The listing below is to be output in its exact form.
^^^^
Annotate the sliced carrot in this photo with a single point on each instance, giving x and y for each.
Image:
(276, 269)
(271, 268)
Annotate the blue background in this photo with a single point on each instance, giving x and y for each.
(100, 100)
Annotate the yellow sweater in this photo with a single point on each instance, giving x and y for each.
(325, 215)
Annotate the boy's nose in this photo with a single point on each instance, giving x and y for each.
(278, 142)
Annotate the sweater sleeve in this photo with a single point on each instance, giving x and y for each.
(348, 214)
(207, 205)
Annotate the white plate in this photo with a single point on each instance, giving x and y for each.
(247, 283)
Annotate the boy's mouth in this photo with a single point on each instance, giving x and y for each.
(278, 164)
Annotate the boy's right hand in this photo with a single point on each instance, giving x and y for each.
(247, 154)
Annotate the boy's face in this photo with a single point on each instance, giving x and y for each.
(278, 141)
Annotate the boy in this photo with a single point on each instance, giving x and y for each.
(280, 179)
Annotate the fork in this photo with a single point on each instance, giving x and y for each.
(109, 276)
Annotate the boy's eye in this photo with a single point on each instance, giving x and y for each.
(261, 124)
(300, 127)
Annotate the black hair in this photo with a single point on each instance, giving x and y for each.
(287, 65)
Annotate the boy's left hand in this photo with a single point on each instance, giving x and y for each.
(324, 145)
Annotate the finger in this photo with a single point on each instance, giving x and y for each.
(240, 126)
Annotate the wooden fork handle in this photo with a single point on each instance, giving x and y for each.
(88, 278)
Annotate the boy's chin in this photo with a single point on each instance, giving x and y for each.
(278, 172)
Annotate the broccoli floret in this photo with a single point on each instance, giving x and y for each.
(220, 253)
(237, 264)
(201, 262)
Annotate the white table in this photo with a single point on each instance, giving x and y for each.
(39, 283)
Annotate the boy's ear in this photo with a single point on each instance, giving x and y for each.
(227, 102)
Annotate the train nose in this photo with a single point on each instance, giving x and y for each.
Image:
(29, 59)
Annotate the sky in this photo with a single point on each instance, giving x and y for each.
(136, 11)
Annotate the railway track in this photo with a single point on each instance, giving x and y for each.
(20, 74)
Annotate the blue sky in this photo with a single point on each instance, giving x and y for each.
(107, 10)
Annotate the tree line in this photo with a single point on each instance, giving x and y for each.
^^^^
→ Result for this exercise
Annotate the sliced carrot in this photo with a single point on each instance, giving x and y for each.
Image:
(276, 269)
(271, 268)
Annotate the blue background in this photo with a single point on each instance, giving x and y for each.
(100, 100)
Annotate the yellow sweater in this photo with a single point on each instance, giving x and y for each.
(325, 215)
Annotate the boy's nose in this photo with a single point on each instance, giving x and y for each.
(278, 142)
Annotate the sweater sleeve in this photo with a single point on each instance, giving x and y for each.
(348, 214)
(207, 205)
Annotate the white plate in this photo with a single point on each instance, giving x and y for each.
(247, 283)
Annotate the boy's mouth in this photo with a single point on each instance, giving x and y for each.
(278, 164)
Annotate the boy's right hand in this photo with a single point on each instance, giving x and y for each.
(247, 154)
Annotate the boy's face in this photo with a single point on each instance, giving x and y for each.
(278, 141)
Annotate the boy in this photo with a single point on each instance, giving x and y for each.
(280, 179)
Annotate the fork in this photo with a single point on each instance, giving x and y for each.
(109, 276)
Annotate the boy's eye in this photo with a single point on each instance, giving x and y for each.
(261, 124)
(300, 127)
Annotate the black hair in this photo with a single point on each instance, giving x and y for each.
(287, 65)
Annotate the boy's left hand in this photo with a single point on each instance, giving x and y for each.
(324, 145)
Annotate the finger in this photo with a single point on each instance, giving x and y for each.
(240, 126)
Annotate the wooden fork handle in this photo with a single point on each instance, giving x and y for each.
(88, 278)
Annotate the boy's chin in this photo with a single point on each instance, giving x and y for each.
(278, 172)
Annotate the broccoli floret in this photo with a single point on each instance, giving x and y for each.
(220, 253)
(237, 264)
(201, 262)
Annotate the white table in this photo with a single point on each instance, giving x and y for each.
(39, 283)
Annotate the boy's ear in this photo with a single point on each instance, giving x and y for each.
(227, 102)
Annotate the train nose in this photo with a single point on each instance, giving x and y for each.
Image:
(29, 59)
Annotate the sky in this photo with a single point on each instance, giving x and y for each.
(136, 11)
Annotate the railway track in this photo with a single point on each instance, giving x and y for each.
(20, 74)
Annotate the blue sky in this photo with a single point on each instance, giving x and y for each.
(107, 10)
Annotate the tree line in this photo with a single point on each instance, giving x and y for each.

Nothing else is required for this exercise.